** FRAGMENTO DEL DOCUMENTO **

Sigo cuestionándome cual es la razón mas profunda (que trasciende la epidemiológica de grupos de riesgo o de trabajadores esenciales) que me coloca en la situación privilegiada (una vez aplicada la segunda dosis y transcurrido el tiempo de 14 días necesarios para generar inmunidad) por la cual yo sí y otros no.
No lo sé. Solo sé que algunas cuestiones se van aclarando con contundencia a esta altura de las circunstancias:
La inequitativa distribución de la carga de las consecuencias que esta pandemia viene generando: la pesada mochila que cargó y sigue cargando el equipo de salud (la magnitud de su impacto apenas se vislumbra, las consecuencias serán devastadoras en muchos casos).
Las ganancias que los laboratorios y las farmacéuticas no renunciaron a cobrar, sometiendo al mundo entero a su poder, dan cuenta de lo infinito de la ambición humana.
El agravamiento de la pobreza y el inequitativo impacto en los grupos mas vulnerables.
La mirada miope de quienes creen que nacer en un ambiente que les otorga posibilidades y oportunidades es mérito adquirido y merecido quien sabe en virtud de que prerrogativa divina o ancestral. La imposibilidad de mirar a quien no tuvo, no tiene y nunca tendrá esas posibilidades con un sesgo de “superioridad” basado en la creencia íntima de que efectivamente dicha condición existe (la superioridad, claro está…)
No entendimos nada.
Si realmente lo hubiésemos entendido, un hecho contundentemente cierto y tangible, como es el de que un 90 por ciento de la producción mundial de las vacunas se destinó a ser aplicadas a la población de los países con mayor poder adquisitivo, y el 10 por ciento restante, a todo el resto del mundo, nos generaría cierto espanto.

** OBJETIVO DEL EJERCICIO **
Continúa la reflexión sobre el reparto desigual de las vacunas a partir de su última oración. Las líneas no hacen falta para resolver esto.

** MATERIAL PROPORCIONADO **
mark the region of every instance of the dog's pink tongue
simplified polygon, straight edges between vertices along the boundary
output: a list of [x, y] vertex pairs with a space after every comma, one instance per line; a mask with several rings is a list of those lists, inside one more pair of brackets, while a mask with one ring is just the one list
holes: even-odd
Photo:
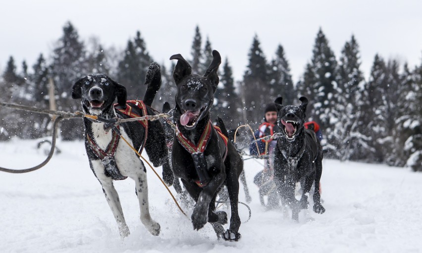
[[289, 135], [289, 136], [292, 136], [293, 135], [293, 133], [295, 132], [295, 128], [293, 127], [293, 125], [292, 123], [287, 123], [282, 120], [281, 124], [284, 125], [284, 127], [286, 127], [286, 131], [287, 132], [287, 134]]
[[180, 116], [180, 124], [182, 126], [186, 126], [188, 123], [189, 123], [189, 121], [191, 119], [195, 118], [196, 116], [196, 115], [190, 111], [187, 111], [185, 112]]

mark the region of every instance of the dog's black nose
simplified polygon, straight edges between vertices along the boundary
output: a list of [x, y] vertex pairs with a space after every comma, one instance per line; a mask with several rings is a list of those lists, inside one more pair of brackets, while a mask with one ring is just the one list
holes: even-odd
[[193, 110], [196, 108], [196, 101], [192, 99], [188, 99], [185, 101], [185, 105], [188, 110]]
[[98, 87], [93, 87], [89, 90], [89, 95], [93, 99], [99, 99], [103, 95], [103, 90]]

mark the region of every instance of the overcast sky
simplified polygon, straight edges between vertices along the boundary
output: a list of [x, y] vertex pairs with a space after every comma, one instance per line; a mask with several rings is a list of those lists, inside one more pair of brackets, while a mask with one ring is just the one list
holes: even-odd
[[412, 68], [422, 62], [421, 0], [1, 0], [0, 9], [2, 73], [10, 55], [19, 69], [25, 59], [30, 69], [40, 53], [50, 56], [67, 21], [81, 39], [95, 36], [106, 49], [124, 49], [139, 30], [150, 54], [167, 66], [173, 54], [191, 57], [198, 25], [203, 42], [209, 36], [213, 48], [228, 57], [237, 80], [256, 34], [268, 61], [279, 44], [283, 47], [297, 82], [320, 27], [337, 59], [355, 35], [366, 77], [376, 53]]

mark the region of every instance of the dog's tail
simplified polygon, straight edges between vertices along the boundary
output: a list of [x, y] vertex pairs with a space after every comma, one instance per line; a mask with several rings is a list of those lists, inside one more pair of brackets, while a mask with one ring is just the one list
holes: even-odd
[[227, 132], [227, 130], [226, 129], [226, 126], [224, 125], [224, 122], [223, 122], [223, 120], [219, 117], [217, 117], [217, 126], [220, 128], [220, 129], [221, 130], [221, 133], [222, 133], [223, 135], [230, 139], [230, 137], [228, 135], [228, 132]]
[[154, 101], [156, 94], [161, 87], [161, 70], [159, 65], [157, 62], [152, 62], [147, 71], [145, 77], [145, 84], [148, 85], [145, 96], [144, 97], [144, 103], [151, 106]]

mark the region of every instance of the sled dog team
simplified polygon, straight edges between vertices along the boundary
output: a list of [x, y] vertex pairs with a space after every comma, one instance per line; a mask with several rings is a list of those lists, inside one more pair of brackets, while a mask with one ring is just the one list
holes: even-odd
[[[173, 73], [177, 85], [175, 107], [170, 111], [175, 130], [169, 128], [165, 121], [161, 124], [158, 120], [126, 122], [114, 126], [84, 118], [90, 166], [101, 184], [121, 237], [128, 236], [130, 231], [113, 180], [133, 179], [141, 222], [156, 236], [159, 234], [160, 227], [150, 214], [145, 166], [129, 146], [119, 141], [119, 135], [140, 153], [145, 149], [154, 166], [166, 164], [163, 166], [163, 178], [168, 185], [174, 182], [178, 192], [181, 191], [178, 179], [180, 179], [195, 202], [191, 217], [194, 229], [200, 229], [210, 222], [218, 238], [230, 241], [241, 238], [238, 202], [243, 160], [230, 141], [223, 121], [217, 119], [217, 126], [211, 122], [210, 110], [219, 82], [217, 71], [221, 62], [216, 51], [212, 51], [212, 56], [204, 75], [192, 74], [190, 65], [180, 54], [170, 58], [177, 61]], [[124, 86], [101, 74], [78, 80], [73, 85], [72, 97], [80, 100], [85, 113], [106, 119], [154, 115], [155, 110], [151, 106], [161, 83], [159, 66], [153, 63], [147, 74], [148, 88], [142, 101], [128, 101]], [[114, 103], [116, 99], [117, 102]], [[281, 98], [274, 101], [280, 133], [277, 134], [274, 149], [274, 181], [282, 201], [291, 209], [292, 219], [296, 220], [300, 210], [308, 207], [308, 196], [314, 183], [314, 211], [325, 211], [319, 191], [322, 149], [315, 133], [304, 127], [308, 100], [305, 97], [300, 100], [299, 106], [283, 105]], [[301, 198], [297, 200], [295, 190], [299, 182], [303, 185], [301, 186]], [[226, 189], [231, 211], [226, 230], [223, 225], [228, 221], [227, 213], [215, 210], [216, 197], [222, 187]]]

** RESPUESTA ESCRITA **
Si realmente lo hubiésemos entendido, quizas nos hubiésemos puesto a reflexionar acerca de nuestra insaciable sed de tener y pertenecer que domina al mundo, y que sigue favoreciendo a un grupo muy reducido y selecto (por selección exactamente opuesta a lo “natural”), y cuya creencia en el “sálvese quien pueda”, no parece estar siendo revisada ni aun frente a la contundencia con la cual este virus se impone: por mas protegido que estés, nadie estará verdaderamente a salvo hasta que todos lo estemos.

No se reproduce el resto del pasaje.